===== INPUT FOR THIS TASK =====
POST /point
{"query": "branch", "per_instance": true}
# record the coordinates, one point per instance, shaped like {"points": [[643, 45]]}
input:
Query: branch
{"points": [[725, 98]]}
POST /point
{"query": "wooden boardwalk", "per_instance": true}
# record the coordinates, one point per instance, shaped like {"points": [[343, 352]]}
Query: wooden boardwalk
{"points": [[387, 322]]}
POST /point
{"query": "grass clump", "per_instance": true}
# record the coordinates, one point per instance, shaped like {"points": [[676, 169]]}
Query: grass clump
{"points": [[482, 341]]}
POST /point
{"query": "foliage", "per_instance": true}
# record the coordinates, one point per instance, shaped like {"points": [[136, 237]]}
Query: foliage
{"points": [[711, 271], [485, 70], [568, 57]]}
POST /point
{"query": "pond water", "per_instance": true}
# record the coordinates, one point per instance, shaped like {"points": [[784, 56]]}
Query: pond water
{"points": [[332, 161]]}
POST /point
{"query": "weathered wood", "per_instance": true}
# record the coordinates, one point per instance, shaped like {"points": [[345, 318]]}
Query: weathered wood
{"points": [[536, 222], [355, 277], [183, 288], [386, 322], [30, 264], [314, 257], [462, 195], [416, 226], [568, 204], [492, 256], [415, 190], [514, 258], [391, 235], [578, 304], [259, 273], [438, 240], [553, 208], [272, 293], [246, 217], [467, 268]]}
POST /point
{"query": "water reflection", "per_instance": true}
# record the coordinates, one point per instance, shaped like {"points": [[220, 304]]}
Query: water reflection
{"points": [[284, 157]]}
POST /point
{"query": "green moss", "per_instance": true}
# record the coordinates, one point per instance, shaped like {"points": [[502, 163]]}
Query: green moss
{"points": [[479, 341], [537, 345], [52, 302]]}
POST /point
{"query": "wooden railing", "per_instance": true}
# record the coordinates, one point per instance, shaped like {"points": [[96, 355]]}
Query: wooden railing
=====
WHAT YOU ARE ASKED TO DO — Copy all of the data above verbatim, from the first line to the last.

WRITTEN REPLY —
POST /point
{"query": "branch", "per_instance": true}
# record the coordinates, one point per instance, shaped like {"points": [[643, 45]]}
input:
Query: branch
{"points": [[725, 98]]}
POST /point
{"query": "wooden boardwalk", "per_instance": true}
# record the coordinates, one point per instance, shaped like {"points": [[343, 352]]}
Query: wooden boardwalk
{"points": [[387, 322]]}
POST /point
{"query": "grass clump", "per_instance": true}
# record the coordinates, one point per instance, shaped like {"points": [[676, 169]]}
Query: grass clump
{"points": [[482, 341]]}
POST /point
{"query": "foliage", "per_instance": true}
# record the coordinates, one point per instance, shaped like {"points": [[136, 237]]}
Query: foliage
{"points": [[711, 271], [485, 70], [568, 57]]}
POST /point
{"query": "pond water", "per_instance": true}
# record the coordinates, one point per instance, shaped like {"points": [[784, 56]]}
Query: pond water
{"points": [[332, 161]]}
POST /point
{"query": "weathered wood", "per_instance": true}
# record the coordinates, one point per instance, shaped like {"points": [[345, 318]]}
Query: weathered wood
{"points": [[536, 222], [355, 277], [183, 288], [386, 322], [30, 264], [314, 257], [462, 195], [416, 226], [568, 204], [492, 256], [415, 190], [514, 258], [391, 235], [578, 304], [259, 273], [438, 240], [553, 208], [272, 293], [246, 217], [467, 268]]}
POST /point
{"query": "water reflection", "per_instance": true}
# record the coordinates, one point per instance, shaped like {"points": [[220, 304]]}
Query: water reflection
{"points": [[284, 157]]}
POST /point
{"query": "green moss", "per_instance": true}
# record the coordinates, one point per instance, shaped like {"points": [[502, 163]]}
Query: green moss
{"points": [[479, 341], [537, 345], [52, 302]]}
POST /point
{"query": "wooden railing", "per_instance": true}
# record the coordinates, one point per instance, shaped like {"points": [[96, 355]]}
Query: wooden railing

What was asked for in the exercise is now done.